Continue the report on Warner Bros.' Georgia tax credit claims for the "Sully" airplane costs, picking up after its last sentence.

### TEXT SHOWN

Warner Bros. Faces Tax Fraud Investigation for ‘Sully’ Airplane Costs (EXCLUSIVE)

'Sully' Airplane Costs Trigger Warner Bros. Tax Fraud Investigation
Keith Bernstein

Warner Bros. claimed a production tax credit in Georgia on more than $600,000 worth of airplane equipment that was never used in the state, a Variety investigation has found.

The studio submitted the expenses in connection with “Sully,” the 2016 film directed by Clint Eastwood that was shot at locations including Georgia and California. Georgia offers a 30% tax credit for film production costs, provided they are incurred in the state.

Contracts and emails obtained by Variety show that the items billed to the Georgia film incentive program matched expenses that were actually incurred in California. As part of the effort to shift expenses to Georgia, the production went so far as to truck a small piece of airplane fuselage to a studio in Atlanta. The cost of the item matched the cost of a mothballed Airbus A320 that was used in California. The fuselage piece was not used in the film, but it was claimed as a Georgia-based expense.

######
### DATA PROVIDED

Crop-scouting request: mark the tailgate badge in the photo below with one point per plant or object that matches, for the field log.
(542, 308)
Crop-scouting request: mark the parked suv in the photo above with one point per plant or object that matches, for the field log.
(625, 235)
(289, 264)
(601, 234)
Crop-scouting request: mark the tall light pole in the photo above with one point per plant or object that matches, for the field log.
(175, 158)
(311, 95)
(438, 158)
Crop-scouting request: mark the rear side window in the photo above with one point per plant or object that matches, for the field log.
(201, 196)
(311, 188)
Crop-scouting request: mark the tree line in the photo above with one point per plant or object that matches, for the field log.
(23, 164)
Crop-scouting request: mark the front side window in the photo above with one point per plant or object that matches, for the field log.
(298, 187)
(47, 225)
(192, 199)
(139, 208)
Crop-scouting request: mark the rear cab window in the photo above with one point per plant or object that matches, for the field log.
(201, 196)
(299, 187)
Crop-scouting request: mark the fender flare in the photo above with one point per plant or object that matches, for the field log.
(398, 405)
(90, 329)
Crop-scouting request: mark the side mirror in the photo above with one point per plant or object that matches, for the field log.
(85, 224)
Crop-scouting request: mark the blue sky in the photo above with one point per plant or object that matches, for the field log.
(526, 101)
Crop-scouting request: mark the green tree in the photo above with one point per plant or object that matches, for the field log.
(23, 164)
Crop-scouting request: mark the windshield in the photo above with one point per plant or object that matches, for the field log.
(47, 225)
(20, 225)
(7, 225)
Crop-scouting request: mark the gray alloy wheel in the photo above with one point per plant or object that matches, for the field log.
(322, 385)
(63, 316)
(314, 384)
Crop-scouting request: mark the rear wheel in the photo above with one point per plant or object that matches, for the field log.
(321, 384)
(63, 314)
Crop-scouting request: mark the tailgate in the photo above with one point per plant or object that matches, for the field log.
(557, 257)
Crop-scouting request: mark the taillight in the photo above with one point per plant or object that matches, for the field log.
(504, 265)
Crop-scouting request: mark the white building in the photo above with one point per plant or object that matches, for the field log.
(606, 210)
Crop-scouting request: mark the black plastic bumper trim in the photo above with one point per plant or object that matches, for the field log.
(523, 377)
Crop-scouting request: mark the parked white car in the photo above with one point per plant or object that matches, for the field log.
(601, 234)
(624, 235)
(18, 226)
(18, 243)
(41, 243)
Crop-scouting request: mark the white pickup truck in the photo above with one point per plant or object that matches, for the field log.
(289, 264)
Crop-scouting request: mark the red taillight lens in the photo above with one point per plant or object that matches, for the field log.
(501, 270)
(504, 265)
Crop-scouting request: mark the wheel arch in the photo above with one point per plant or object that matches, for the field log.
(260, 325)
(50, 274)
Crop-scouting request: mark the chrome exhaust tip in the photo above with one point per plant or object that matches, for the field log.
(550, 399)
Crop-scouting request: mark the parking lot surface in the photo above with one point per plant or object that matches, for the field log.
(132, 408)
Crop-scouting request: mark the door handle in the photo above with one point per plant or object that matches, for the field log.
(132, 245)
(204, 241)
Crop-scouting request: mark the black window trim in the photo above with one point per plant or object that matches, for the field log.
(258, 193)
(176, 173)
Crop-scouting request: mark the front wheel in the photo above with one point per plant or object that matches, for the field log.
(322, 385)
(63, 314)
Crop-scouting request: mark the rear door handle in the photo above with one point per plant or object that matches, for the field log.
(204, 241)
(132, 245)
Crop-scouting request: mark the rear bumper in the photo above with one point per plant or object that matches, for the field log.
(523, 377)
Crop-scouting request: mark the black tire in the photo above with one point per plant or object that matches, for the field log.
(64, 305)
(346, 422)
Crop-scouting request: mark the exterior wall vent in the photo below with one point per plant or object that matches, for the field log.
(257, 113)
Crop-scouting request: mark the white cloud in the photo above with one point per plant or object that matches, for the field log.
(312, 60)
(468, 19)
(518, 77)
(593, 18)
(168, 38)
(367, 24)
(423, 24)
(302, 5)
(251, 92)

######

• EXERCISE ANSWER:
Variety learned of the alleged tax fraud from a whistleblower who asked not to be identified. The same person also reported the issue to the Georgia attorney general’s office, which stated in writing last July that it had opened an investigation. Prosecutors are awaiting the results of an audit from the state’s Department of Revenue, which oversees the film incentive program.

“I can confirm that we opened a file and referred the matter to the Department of Revenue,” said Katie Byrd, a spokeswoman for the attorney general’s office.

In a statement to Variety, a Warner Bros. spokesperson denied wrongdoing.

“We carefully followed the rules and regulations as set forth by the state of Georgia,” the spokesperson said. “After production, we submitted our qualifying expenditures, and they were fully audited and approved without question by the Georgia Department of Revenue.”

Tax fraud can be charged as a felony in Georgia, punishable by up to five years in prison and a $500,000 fine. No major studio has ever been charged with defrauding a state film incentive program. And in Georgia, which operates one of the most lucrative programs in the world, not a single person has been publicly accused of bilking taxpayers.

The allegations could stain Warner Bros.’ reputation, cast doubt on the integrity of the incentive program, and raise questions about the state’s ability to oversee it. Since being alerted to the alleged fraud last year, Georgia authorities have been slow to respond. According to the studio, auditors from the Department of Revenue have not contacted the producers to ask about the allegations.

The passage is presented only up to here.